◆ HOW TO COMPLETE THIS TASK
What is wanted is the line holding "Target: purple onion sack" and every later line through the end of the entries, set down exactly.

◆ TASK INPUT
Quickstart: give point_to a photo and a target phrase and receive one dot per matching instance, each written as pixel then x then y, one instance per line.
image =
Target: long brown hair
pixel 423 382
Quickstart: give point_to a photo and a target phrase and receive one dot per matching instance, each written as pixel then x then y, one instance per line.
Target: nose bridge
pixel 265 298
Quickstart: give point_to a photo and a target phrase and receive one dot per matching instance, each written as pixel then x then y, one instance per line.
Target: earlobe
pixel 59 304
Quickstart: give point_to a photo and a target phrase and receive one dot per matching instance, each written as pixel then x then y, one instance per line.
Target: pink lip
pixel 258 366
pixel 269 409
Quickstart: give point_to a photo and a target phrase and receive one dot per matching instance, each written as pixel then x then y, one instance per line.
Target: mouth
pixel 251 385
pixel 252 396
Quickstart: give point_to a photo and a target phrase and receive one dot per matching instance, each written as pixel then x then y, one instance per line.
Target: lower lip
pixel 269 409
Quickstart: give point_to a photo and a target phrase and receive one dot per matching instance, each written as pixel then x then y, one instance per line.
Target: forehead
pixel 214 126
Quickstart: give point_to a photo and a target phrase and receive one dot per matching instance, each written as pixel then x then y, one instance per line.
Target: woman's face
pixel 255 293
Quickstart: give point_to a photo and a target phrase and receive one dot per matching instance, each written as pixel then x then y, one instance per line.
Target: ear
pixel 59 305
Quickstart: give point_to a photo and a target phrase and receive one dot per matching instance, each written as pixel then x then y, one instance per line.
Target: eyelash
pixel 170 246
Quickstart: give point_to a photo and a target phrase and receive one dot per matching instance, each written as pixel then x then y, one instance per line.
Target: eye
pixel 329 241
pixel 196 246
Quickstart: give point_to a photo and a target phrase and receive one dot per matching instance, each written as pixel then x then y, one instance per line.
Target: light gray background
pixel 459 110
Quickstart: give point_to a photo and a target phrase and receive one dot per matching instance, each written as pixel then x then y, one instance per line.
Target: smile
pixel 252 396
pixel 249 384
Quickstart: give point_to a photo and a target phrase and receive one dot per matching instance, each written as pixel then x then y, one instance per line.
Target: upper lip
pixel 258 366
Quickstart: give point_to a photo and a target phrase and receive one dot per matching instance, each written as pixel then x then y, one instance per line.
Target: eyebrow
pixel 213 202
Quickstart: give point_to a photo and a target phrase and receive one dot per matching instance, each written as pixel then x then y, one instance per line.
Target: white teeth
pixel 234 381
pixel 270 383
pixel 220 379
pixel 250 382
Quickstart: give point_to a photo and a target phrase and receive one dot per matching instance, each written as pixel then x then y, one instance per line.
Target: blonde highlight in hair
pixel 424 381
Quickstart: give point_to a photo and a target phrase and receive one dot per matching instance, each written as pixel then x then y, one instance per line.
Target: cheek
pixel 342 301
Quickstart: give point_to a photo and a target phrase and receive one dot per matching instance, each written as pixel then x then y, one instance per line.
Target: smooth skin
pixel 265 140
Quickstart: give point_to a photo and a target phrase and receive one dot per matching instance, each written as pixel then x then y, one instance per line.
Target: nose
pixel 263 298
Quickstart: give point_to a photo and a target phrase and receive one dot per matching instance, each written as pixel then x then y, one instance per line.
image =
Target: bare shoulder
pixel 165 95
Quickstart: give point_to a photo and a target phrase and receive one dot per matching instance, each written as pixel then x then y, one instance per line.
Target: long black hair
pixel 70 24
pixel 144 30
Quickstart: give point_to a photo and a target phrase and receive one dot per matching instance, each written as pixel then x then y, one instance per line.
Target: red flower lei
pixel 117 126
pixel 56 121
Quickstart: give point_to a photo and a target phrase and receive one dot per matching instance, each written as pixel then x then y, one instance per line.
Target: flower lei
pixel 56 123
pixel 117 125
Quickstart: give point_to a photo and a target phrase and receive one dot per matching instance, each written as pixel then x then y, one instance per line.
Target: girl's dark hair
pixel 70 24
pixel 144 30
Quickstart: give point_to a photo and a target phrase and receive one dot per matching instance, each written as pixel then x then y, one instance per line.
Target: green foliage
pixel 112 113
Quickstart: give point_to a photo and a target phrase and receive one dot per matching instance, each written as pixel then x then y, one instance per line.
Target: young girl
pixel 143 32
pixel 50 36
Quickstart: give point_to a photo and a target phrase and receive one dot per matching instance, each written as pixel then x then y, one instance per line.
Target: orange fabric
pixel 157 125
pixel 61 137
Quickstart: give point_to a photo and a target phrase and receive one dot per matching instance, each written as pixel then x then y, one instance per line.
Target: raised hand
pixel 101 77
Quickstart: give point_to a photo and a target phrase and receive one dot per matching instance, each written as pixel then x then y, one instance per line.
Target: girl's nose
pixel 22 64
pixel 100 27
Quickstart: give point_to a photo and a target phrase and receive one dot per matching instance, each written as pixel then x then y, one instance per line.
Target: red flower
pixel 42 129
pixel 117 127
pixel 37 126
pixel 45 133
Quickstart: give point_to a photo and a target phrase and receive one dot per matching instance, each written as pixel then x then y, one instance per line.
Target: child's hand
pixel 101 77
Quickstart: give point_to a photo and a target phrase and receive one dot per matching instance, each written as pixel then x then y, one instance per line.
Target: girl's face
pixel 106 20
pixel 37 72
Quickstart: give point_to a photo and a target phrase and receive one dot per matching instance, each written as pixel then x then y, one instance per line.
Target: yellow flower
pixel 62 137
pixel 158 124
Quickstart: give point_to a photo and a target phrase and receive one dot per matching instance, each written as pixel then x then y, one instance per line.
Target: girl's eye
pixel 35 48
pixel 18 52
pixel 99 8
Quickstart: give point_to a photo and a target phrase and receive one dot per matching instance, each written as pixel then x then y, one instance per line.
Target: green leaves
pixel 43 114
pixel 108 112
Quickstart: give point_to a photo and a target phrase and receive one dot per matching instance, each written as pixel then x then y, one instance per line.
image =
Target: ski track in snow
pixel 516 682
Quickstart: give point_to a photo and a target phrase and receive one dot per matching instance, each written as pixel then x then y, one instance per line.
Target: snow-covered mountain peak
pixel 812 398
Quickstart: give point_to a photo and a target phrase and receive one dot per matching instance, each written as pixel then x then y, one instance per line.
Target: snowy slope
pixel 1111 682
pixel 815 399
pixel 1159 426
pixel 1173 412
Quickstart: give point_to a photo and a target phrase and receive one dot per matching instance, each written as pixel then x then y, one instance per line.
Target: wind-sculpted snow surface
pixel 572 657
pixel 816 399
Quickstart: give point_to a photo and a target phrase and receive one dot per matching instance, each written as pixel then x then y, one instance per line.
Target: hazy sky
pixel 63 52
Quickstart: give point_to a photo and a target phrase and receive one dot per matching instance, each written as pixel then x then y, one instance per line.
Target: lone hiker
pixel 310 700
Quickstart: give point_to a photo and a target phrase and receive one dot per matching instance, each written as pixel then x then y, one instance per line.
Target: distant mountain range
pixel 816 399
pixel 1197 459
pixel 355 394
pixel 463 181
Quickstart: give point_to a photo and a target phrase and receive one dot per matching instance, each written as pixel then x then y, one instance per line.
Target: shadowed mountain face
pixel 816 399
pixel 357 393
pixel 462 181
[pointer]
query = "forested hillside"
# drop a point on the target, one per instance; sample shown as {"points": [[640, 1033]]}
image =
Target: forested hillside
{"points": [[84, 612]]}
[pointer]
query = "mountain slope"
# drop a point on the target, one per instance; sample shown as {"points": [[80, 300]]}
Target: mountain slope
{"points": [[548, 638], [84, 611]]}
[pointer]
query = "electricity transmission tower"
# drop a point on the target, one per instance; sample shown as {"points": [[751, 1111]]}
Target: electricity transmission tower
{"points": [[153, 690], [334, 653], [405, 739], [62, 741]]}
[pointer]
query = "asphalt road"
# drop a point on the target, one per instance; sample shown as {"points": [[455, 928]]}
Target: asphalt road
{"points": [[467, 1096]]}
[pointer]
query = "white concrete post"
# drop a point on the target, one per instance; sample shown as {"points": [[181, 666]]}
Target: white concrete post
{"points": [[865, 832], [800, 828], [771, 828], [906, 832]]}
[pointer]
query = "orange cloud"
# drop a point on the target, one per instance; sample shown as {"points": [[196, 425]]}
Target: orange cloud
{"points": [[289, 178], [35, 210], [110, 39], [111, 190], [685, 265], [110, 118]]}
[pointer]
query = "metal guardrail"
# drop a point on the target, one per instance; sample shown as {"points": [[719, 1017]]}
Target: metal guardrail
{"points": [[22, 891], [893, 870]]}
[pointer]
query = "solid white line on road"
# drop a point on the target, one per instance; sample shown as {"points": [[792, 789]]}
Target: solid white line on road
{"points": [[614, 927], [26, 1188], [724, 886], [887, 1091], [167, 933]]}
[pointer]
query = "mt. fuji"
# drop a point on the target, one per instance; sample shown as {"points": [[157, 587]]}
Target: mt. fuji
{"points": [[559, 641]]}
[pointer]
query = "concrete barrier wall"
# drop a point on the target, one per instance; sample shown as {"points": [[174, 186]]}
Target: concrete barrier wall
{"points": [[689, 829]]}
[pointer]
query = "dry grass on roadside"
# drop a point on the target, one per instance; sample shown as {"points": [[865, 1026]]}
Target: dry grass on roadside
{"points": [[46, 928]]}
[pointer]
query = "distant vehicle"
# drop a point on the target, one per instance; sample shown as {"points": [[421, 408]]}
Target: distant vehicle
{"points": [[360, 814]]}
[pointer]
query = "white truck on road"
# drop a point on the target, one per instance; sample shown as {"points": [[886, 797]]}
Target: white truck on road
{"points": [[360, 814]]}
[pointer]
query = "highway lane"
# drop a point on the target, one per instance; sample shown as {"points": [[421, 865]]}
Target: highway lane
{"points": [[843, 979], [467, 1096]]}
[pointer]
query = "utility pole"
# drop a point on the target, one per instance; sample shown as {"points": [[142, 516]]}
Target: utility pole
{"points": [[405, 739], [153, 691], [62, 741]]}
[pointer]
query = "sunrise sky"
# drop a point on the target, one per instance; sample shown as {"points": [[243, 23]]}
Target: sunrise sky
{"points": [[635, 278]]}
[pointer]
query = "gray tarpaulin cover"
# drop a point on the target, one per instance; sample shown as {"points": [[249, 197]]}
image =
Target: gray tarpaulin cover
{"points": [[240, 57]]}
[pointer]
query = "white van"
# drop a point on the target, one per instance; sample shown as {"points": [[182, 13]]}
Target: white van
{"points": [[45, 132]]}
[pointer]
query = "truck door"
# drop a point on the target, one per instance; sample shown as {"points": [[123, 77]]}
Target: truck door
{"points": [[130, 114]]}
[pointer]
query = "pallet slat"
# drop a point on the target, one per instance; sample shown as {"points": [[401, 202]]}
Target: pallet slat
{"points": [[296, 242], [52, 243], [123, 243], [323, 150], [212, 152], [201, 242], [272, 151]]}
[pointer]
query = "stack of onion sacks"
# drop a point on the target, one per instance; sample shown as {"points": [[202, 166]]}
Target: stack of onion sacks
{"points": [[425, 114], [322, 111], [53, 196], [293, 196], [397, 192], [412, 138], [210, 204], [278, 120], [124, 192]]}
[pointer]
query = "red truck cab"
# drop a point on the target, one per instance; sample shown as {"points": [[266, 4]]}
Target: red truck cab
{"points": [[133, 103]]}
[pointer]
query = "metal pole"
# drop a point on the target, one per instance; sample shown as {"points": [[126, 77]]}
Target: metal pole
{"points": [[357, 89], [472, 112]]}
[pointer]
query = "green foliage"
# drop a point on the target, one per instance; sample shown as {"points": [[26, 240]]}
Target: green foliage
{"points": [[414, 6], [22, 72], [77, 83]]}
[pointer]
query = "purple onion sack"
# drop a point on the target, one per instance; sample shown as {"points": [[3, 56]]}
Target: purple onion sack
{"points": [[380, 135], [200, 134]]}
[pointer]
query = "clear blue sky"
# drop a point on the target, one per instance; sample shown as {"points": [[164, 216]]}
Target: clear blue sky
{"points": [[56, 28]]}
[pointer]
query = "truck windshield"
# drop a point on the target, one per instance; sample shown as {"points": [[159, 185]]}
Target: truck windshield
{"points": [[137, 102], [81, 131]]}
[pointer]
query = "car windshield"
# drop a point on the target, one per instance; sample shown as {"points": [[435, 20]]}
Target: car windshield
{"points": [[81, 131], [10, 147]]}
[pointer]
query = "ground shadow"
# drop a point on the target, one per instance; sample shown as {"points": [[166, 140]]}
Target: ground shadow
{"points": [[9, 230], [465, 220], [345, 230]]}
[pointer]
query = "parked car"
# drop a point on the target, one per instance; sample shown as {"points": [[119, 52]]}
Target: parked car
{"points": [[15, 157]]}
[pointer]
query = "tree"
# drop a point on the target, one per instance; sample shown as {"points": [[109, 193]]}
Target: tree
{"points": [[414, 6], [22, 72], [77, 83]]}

◆ OUTPUT FOR THIS TASK
Target: purple onion sack
{"points": [[380, 135], [200, 134]]}
[pointer]
query = "clear blue sky"
# drop a point on the target, one per instance; sample shown as {"points": [[164, 216]]}
Target: clear blue sky
{"points": [[56, 28]]}
[pointer]
query = "truck windshield"
# drop a point on the target, one per instance; sample shown as {"points": [[159, 185]]}
Target: truck windshield
{"points": [[137, 102], [81, 131]]}
[pointer]
query = "car windshield"
# drop a point on the target, one per instance; sample shown as {"points": [[435, 20]]}
Target: car windshield
{"points": [[81, 131], [10, 147]]}
[pointer]
query = "ground shadow"
# drop a point on the target, one per instance; sample shown as {"points": [[166, 140]]}
Target: ground shadow
{"points": [[9, 230], [465, 220], [345, 230]]}
[pointer]
query = "parked car"
# drop a point on the target, one per instance; sample shown as {"points": [[119, 52]]}
Target: parked car
{"points": [[15, 157]]}
[pointer]
query = "tree"
# drop a point on the target, one per instance; sample shown as {"points": [[109, 193]]}
Target: tree
{"points": [[414, 6], [22, 72], [77, 83]]}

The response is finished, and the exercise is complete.